Reproduce the records word for word, from their start down to the line containing "291;266;458;417", including both of those ends. Leave the pictures out of your answer.
# start of Record set
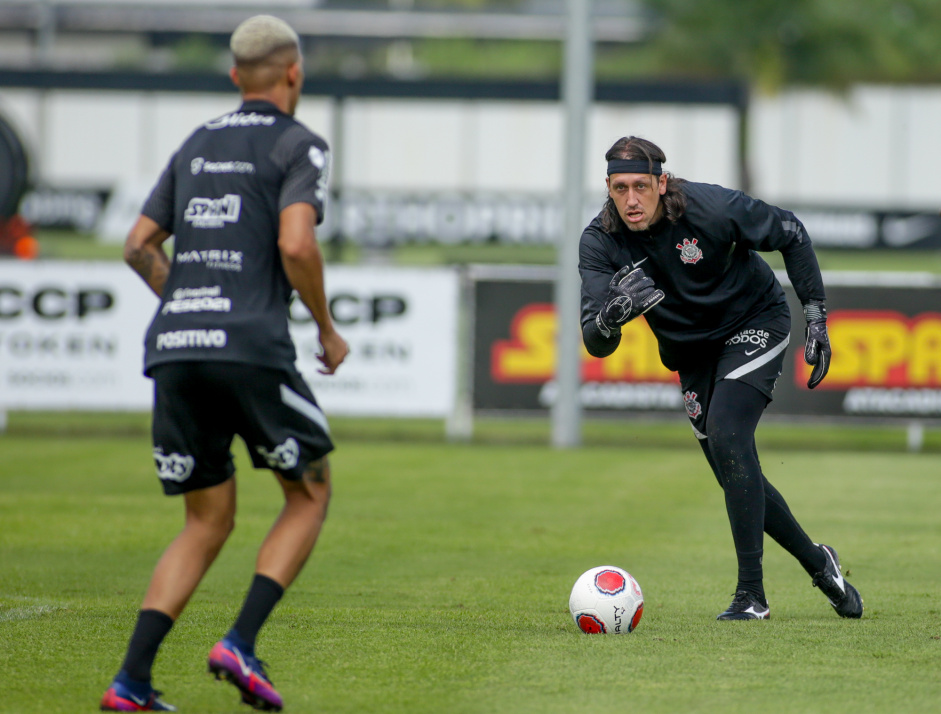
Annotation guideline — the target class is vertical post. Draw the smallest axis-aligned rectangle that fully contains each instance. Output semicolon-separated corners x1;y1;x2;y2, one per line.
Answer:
552;0;595;448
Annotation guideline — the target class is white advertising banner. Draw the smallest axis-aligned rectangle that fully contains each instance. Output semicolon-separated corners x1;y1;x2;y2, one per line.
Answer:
0;260;157;410
0;260;458;417
291;266;458;417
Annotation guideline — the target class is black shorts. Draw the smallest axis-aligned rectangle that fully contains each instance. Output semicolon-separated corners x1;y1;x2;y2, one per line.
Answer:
679;307;791;439
150;362;333;495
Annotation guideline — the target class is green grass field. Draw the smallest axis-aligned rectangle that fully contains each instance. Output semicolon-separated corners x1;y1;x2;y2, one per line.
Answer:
0;418;941;714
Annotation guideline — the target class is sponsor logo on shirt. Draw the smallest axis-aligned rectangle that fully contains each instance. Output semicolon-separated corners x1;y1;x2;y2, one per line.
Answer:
683;392;702;419
190;156;255;176
173;249;243;273
161;285;232;315
725;330;771;354
204;112;276;131
676;238;702;265
183;193;242;228
307;146;330;203
157;330;229;350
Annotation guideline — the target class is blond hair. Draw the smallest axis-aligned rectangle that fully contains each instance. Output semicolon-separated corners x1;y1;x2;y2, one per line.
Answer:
229;15;301;65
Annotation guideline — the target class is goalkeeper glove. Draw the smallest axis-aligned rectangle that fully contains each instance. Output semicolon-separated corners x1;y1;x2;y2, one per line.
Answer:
595;266;665;337
804;300;831;389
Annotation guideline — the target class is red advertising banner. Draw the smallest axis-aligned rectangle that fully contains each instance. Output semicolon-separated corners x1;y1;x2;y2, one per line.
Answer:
474;277;941;418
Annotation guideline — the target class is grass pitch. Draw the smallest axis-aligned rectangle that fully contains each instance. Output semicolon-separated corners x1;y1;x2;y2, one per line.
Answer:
0;425;941;714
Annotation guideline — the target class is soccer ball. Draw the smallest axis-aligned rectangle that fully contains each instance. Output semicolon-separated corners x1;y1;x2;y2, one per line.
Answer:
569;565;644;635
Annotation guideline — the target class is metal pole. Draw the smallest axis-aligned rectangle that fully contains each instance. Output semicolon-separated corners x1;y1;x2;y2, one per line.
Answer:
552;0;594;448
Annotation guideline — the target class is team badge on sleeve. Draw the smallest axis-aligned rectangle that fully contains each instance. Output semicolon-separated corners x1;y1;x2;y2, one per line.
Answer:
676;238;702;265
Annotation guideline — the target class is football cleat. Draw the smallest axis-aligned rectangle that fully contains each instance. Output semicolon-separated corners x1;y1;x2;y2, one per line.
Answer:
716;590;771;620
813;543;863;618
209;638;283;712
101;680;176;712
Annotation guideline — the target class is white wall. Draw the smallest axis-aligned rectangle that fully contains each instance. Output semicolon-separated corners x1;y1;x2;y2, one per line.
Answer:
0;86;941;211
748;86;941;211
0;90;736;194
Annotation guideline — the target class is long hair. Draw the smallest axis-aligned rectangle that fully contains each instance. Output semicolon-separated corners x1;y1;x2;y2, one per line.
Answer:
601;136;686;232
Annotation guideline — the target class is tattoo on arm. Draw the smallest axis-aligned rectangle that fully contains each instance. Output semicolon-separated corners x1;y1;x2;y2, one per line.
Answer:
304;457;330;483
127;249;154;283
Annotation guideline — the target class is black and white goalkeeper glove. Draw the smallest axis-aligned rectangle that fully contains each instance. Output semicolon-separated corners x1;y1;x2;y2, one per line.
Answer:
595;266;665;337
804;300;831;389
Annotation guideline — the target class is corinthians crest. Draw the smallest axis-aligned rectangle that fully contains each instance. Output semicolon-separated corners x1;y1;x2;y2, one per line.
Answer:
683;392;702;419
676;238;702;264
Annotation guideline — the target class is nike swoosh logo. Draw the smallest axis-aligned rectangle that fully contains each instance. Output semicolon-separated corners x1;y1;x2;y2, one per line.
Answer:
233;648;252;679
824;548;846;592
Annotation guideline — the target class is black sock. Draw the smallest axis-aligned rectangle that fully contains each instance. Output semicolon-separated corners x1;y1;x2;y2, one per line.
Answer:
765;479;827;576
232;573;284;651
121;610;173;682
735;550;765;602
700;380;768;601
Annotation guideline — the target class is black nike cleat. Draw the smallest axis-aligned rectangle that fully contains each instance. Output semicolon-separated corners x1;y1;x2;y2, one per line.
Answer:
716;590;771;620
813;543;863;618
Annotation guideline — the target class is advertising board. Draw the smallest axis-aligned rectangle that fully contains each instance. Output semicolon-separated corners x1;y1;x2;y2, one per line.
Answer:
473;274;941;419
0;261;457;416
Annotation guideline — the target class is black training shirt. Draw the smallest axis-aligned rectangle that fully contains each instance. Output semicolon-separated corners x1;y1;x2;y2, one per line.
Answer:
141;101;330;372
579;182;825;370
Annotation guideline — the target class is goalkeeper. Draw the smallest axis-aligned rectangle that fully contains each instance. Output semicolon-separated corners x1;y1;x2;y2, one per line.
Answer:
579;137;863;620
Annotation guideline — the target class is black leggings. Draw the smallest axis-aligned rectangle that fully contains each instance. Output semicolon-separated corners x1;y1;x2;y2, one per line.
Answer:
699;379;824;582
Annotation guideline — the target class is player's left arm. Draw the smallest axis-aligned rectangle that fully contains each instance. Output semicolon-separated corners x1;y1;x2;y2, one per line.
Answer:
729;191;831;389
278;203;350;374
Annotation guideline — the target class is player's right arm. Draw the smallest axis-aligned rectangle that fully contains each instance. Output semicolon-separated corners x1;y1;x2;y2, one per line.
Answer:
124;154;176;297
124;214;171;297
278;203;350;374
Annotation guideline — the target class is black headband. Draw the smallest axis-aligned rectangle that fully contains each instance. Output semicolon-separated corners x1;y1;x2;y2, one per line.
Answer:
608;159;663;176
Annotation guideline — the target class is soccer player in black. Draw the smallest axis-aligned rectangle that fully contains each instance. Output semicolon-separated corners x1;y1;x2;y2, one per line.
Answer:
101;15;348;711
579;136;863;620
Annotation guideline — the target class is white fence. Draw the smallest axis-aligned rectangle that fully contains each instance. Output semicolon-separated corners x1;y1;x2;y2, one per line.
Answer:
0;86;941;211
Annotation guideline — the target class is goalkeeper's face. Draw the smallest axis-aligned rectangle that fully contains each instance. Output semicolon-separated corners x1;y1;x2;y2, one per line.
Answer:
608;174;667;231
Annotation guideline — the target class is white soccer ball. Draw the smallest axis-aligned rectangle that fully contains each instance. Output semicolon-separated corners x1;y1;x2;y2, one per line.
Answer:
569;565;644;635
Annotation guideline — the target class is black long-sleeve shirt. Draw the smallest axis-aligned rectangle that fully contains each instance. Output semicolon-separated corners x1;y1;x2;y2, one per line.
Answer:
579;182;825;370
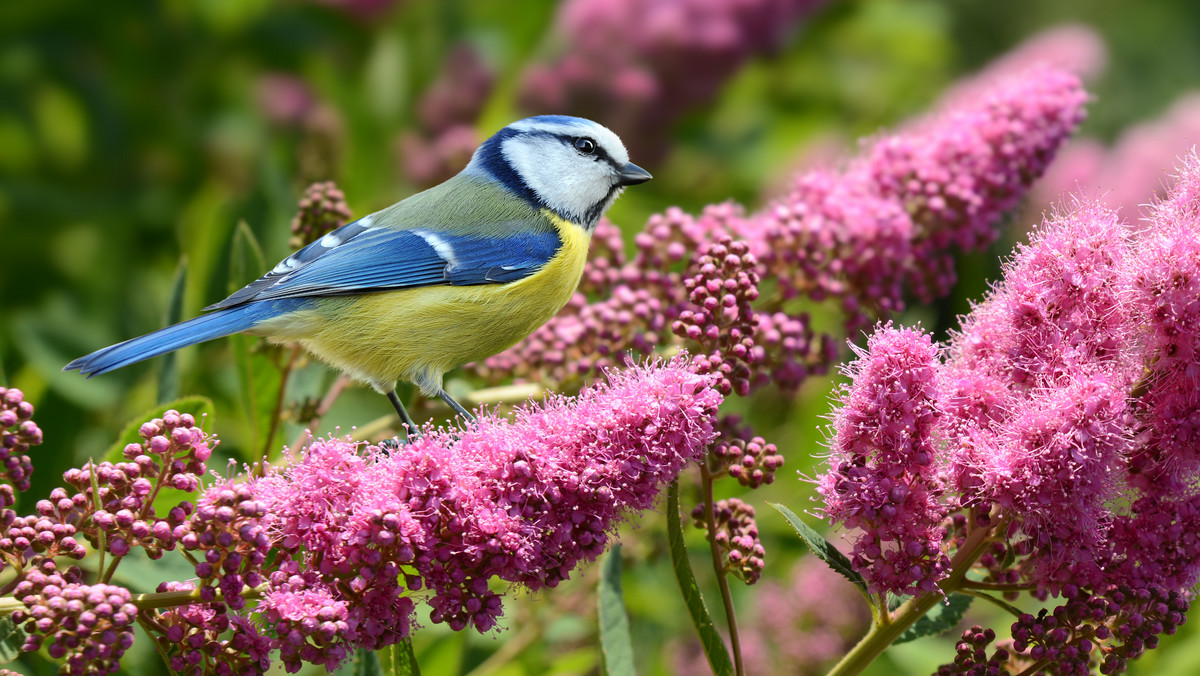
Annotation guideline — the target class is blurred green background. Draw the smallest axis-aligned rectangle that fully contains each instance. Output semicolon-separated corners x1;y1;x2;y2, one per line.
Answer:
0;0;1200;675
# end of Record set
> [Reply to the exercise]
Annotation guideline — the target class is vertical post. Draw the smallest axis-aligned rectangle that fully contains each instance. Output semicolon-separated corners x1;y1;x2;y2, one per line.
Answer:
552;0;595;448
Annotation guideline — the target class is white advertising banner. Draw the smallest axis-aligned rectangle that fully contains each instance. Output semicolon-separated corners x1;y1;x2;y2, one per line.
Answer:
0;260;157;410
0;260;458;417
291;266;458;417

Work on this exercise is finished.